Records to process:
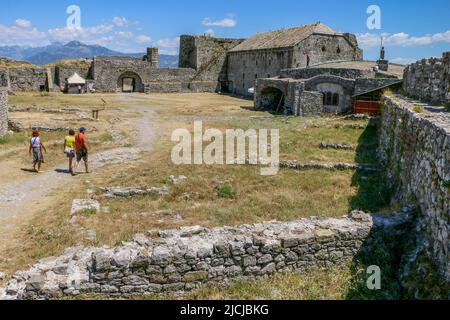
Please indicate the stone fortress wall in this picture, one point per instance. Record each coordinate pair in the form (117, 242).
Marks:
(28, 79)
(3, 102)
(245, 67)
(3, 111)
(415, 150)
(429, 79)
(186, 258)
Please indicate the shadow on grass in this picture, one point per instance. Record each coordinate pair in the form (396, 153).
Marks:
(381, 249)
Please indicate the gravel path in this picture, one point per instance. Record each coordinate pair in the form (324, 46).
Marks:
(15, 198)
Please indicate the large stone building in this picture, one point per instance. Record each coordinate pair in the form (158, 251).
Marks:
(333, 87)
(302, 70)
(266, 54)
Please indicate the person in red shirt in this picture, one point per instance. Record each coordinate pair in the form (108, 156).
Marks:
(81, 149)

What you are asked to do:
Rewrite all the records above, changing every "Please indicate" to "Please mark" and leaving everything else unchanged. Omit the pictures from your answer.

Exercise output:
Please mark the stone fortress wall in this picture, one point per instance. Record each coordinate pair in the form (117, 242).
Marks:
(28, 79)
(3, 102)
(245, 67)
(3, 111)
(415, 150)
(429, 79)
(186, 258)
Please mark the shadow on grass in this picture, one point per instance. Record each coordinate pair in the form (396, 153).
Marks:
(381, 249)
Please mark the gravel path in this picture, one point per instance. Record each coordinate pair in the form (324, 46).
Marks:
(15, 198)
Please mark the large stone building in this picture, one point per instance. Record each coordinate pair in the form (158, 251).
Marks:
(333, 87)
(302, 70)
(266, 54)
Please mark the person in red shirt in this picture, one point per instance. Record each coordinate pair in the form (108, 156).
Marks:
(81, 149)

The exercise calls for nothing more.